Work to complete
With "smiling" as the search word, show every line of the material that has it.

=====

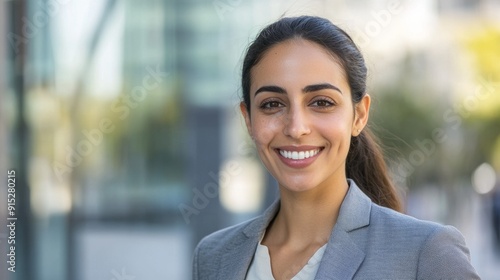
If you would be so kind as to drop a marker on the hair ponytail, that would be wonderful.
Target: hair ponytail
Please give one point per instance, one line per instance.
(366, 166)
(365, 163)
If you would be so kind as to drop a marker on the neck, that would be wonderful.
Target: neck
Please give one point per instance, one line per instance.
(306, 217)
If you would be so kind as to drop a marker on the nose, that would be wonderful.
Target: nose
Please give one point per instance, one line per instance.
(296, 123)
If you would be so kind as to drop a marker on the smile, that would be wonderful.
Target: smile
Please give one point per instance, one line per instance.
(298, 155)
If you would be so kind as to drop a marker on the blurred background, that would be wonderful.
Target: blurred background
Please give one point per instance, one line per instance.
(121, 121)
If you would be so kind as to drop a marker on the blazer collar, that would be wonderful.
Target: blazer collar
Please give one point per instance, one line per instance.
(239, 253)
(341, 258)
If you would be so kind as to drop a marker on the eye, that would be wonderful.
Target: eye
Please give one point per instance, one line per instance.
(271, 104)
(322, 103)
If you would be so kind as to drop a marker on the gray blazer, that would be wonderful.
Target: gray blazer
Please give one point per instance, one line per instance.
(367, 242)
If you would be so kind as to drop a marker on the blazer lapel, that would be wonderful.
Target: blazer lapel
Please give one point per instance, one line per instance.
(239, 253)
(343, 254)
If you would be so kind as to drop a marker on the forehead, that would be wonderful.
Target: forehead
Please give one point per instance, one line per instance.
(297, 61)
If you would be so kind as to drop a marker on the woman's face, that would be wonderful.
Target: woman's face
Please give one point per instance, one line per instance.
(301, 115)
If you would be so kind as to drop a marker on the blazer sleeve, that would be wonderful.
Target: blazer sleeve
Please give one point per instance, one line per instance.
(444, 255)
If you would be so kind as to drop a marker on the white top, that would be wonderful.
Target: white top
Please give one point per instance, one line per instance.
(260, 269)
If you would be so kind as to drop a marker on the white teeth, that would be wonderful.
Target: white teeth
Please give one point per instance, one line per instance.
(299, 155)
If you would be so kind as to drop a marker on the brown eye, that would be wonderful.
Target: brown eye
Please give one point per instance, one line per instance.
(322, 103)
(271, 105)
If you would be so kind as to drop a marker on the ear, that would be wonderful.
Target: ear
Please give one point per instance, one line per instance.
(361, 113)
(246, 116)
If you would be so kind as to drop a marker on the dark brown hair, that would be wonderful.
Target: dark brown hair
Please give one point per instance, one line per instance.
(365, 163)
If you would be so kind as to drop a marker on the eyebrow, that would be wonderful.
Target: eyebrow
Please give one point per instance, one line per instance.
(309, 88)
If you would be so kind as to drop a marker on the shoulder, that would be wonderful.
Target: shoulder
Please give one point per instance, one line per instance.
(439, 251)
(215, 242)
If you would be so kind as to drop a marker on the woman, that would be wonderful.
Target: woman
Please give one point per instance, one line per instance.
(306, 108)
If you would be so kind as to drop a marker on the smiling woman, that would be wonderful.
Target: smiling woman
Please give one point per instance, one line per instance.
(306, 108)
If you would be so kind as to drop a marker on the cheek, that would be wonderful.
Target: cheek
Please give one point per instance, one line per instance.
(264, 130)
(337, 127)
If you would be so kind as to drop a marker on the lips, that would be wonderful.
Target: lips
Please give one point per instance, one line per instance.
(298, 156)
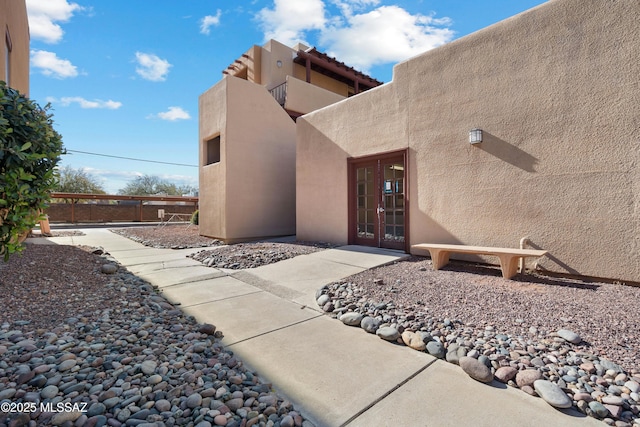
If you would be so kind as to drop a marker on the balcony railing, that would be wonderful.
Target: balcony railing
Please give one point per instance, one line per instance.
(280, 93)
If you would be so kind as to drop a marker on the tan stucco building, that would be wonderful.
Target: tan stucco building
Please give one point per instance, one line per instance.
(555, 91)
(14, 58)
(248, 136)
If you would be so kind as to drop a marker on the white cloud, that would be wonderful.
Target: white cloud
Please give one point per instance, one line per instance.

=====

The completed task
If you would be so kind as to drop a marker on the smiling woman, that would be wonderful.
Target: smiling woman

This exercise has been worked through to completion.